#### What to produce
Restate all the entries exactly as they appear, apart from the pictures.

#### Supplied data
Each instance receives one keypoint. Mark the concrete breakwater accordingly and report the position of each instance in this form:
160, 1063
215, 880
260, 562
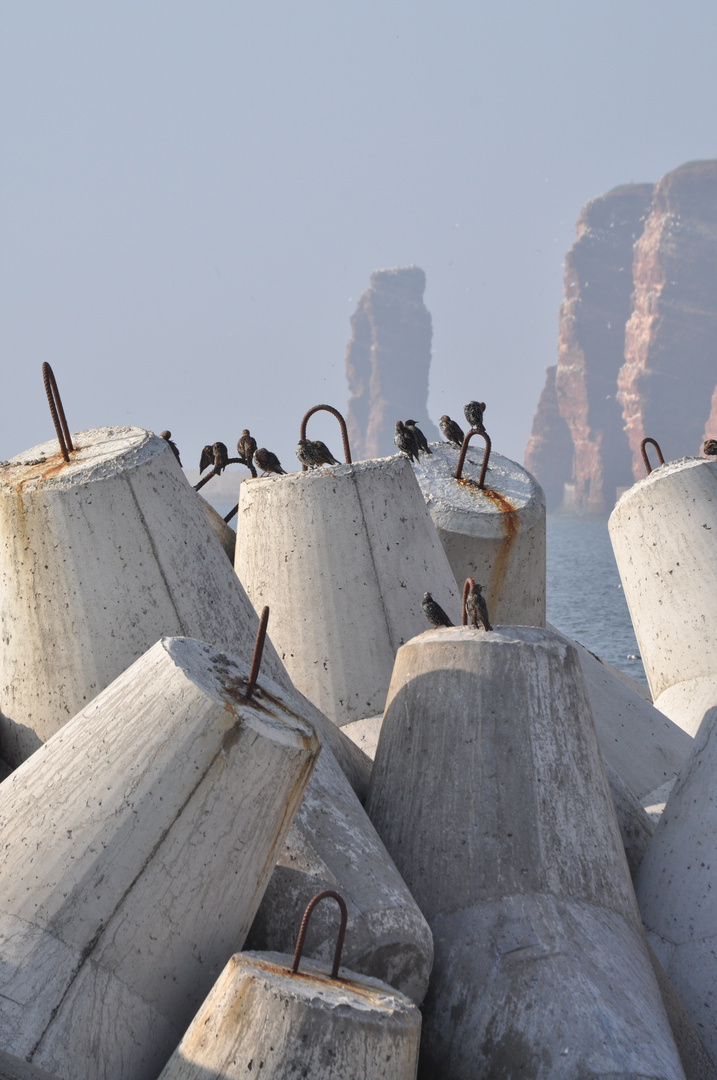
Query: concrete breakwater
167, 815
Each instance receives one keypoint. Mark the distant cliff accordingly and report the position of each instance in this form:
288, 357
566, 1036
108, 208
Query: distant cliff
637, 339
388, 361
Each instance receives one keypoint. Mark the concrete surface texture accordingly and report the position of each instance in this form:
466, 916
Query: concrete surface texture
541, 968
677, 886
663, 536
99, 558
333, 845
496, 536
136, 846
260, 1018
342, 556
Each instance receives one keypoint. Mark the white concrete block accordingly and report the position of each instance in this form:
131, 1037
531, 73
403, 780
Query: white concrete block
342, 556
135, 847
496, 536
489, 792
261, 1020
98, 559
663, 534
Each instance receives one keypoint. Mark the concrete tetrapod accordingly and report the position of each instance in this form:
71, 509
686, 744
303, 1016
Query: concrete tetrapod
333, 845
663, 532
489, 792
261, 1018
496, 535
136, 845
676, 886
342, 556
98, 559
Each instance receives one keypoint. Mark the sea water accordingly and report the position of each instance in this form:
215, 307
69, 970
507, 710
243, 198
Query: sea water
584, 596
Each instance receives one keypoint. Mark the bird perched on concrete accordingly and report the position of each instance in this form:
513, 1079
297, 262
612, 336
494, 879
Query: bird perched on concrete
267, 461
166, 435
476, 607
246, 446
473, 413
434, 612
405, 441
419, 437
206, 458
313, 453
451, 431
220, 456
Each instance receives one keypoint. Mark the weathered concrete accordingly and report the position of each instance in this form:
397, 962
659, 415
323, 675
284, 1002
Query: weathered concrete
342, 556
496, 535
98, 559
541, 968
333, 845
677, 885
135, 848
663, 536
259, 1017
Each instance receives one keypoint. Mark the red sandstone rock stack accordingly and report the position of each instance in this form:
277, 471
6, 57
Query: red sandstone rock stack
637, 339
388, 361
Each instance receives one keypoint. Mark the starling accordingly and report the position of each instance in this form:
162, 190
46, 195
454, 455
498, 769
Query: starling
473, 413
246, 446
206, 458
419, 437
267, 461
405, 441
476, 607
166, 435
220, 457
451, 431
434, 612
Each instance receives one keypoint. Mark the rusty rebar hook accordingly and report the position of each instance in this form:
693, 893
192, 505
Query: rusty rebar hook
345, 433
644, 453
305, 925
486, 456
258, 650
56, 410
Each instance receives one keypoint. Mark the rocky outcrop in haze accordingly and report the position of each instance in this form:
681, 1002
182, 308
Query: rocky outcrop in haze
388, 361
637, 339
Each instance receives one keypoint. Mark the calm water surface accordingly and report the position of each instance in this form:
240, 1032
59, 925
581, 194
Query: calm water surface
584, 596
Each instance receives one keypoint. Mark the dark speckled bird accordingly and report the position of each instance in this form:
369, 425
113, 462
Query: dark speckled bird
166, 435
246, 446
220, 456
405, 441
206, 458
434, 612
267, 461
451, 431
476, 607
419, 437
473, 413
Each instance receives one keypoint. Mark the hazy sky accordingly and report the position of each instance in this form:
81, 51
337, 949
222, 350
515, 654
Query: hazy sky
194, 194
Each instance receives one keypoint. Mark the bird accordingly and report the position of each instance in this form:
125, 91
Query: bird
451, 431
405, 441
220, 457
473, 413
246, 446
434, 612
206, 458
267, 461
476, 607
166, 435
419, 437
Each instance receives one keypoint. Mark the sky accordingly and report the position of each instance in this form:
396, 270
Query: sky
193, 194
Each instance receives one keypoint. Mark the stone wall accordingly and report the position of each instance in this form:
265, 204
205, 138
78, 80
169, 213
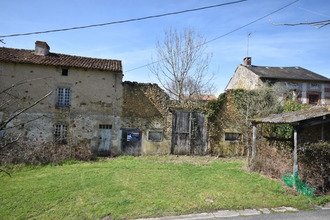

#### Exercise answer
Each instance receives one keypoint. Mark the concrete breakwater accordingly and report the position of each instance in this form:
160, 1063
215, 880
260, 562
Query: concrete breakwater
167, 815
Each instance receives one keypoint. Mark the distant cliff accordingly and report the position of each instance in this form:
288, 357
566, 1036
108, 208
Query: distant cliff
637, 339
388, 361
Each instance receives one keypoint. Mark the concrete surface texture accordingly and report the position of each instance in this form:
466, 916
Query: concrete surface texture
541, 968
677, 886
663, 536
99, 558
333, 845
496, 536
136, 846
260, 1018
342, 556
Each instance receives one keypoint. Mark the white concrete block accordingly and report the position of each instance in this form:
131, 1037
531, 73
403, 780
Query: white concrete block
342, 556
135, 847
496, 536
489, 792
261, 1020
98, 559
663, 534
Each instance receives one keypoint. Mark the concrete tetrapod accordingly and report the position of each instance in this form:
71, 509
686, 744
303, 1016
Query: concrete tetrapod
333, 845
663, 532
489, 792
261, 1018
496, 535
136, 845
676, 886
342, 556
98, 559
Each instance receives one keypoint. Mark the sea water accordingly and report the position of each instance in this form:
215, 307
69, 970
507, 710
243, 198
Query: sea water
584, 596
Each instance receives one keypoint. Mark the bird perched on concrete accordingly and report the position of each instance in this form:
513, 1079
297, 262
612, 336
494, 879
Query: bird perched on concrete
267, 461
166, 435
476, 607
246, 446
473, 413
434, 612
405, 441
419, 437
206, 458
313, 453
451, 431
220, 456
Each instance receives one keypoint. Mark the weathered concrete accordingly and report the position of each instance in this form:
397, 962
659, 415
323, 675
284, 1002
Query: weathered concrete
342, 556
496, 535
98, 559
541, 968
333, 845
677, 885
135, 848
663, 536
259, 1017
Each instance receives one keypoint. Mark the red sandstone rock stack accordingly and report the position of each instance in this form:
277, 471
6, 57
Query: red sandstone rock stack
637, 339
388, 361
Each instance receives one keypoint. Mark the starling accordingly and report the position of each instance in this form:
162, 190
46, 195
454, 455
498, 769
Query: starling
473, 413
246, 446
206, 458
419, 437
267, 461
405, 441
476, 607
166, 435
220, 457
451, 431
434, 612
Each instance receives one keypoint. Mark the rusty rebar hook accordingly and report the position of each instance in this form:
693, 893
192, 505
Query: rusty rebar hook
345, 433
644, 453
305, 925
486, 456
258, 650
56, 410
Each instance receives one keypoint. Mark the rocky outcrop in haze accordingly and report the position of each instance in this form:
681, 1002
182, 308
Query: rocky outcrop in haze
388, 361
637, 339
Each instance receives one keypoint. Mark the calm water surface accordingly and report the position of each instance in this form:
240, 1032
59, 925
581, 194
Query: calm water surface
584, 596
Each instance receives one keypoint. Mark the dark speckled bird accordingly and report the position of each instance in this form:
369, 425
113, 462
Query: dark speckled bird
166, 435
246, 446
220, 456
405, 441
206, 458
434, 612
267, 461
451, 431
476, 607
419, 437
473, 413
Each instance receives one keypoint. Mark the hazy sky accordingly and report the position of each instance in this form:
81, 51
337, 949
222, 350
515, 654
Query: hazy sky
194, 194
Each instance receives one keypoint. Mark the bird accordingly and report the position of each instance in this form:
125, 91
Query: bird
451, 431
405, 441
220, 457
473, 413
246, 446
434, 612
206, 458
267, 461
476, 607
166, 435
419, 437
Each instance receives one keypoint. Mark the sky accordingly and report the position of each instance in this form:
396, 270
Query: sky
193, 194
Each instance receives one keypoint. Mark the stone wall accordingly and report the position of each instance in this form:
265, 204
205, 138
78, 80
169, 213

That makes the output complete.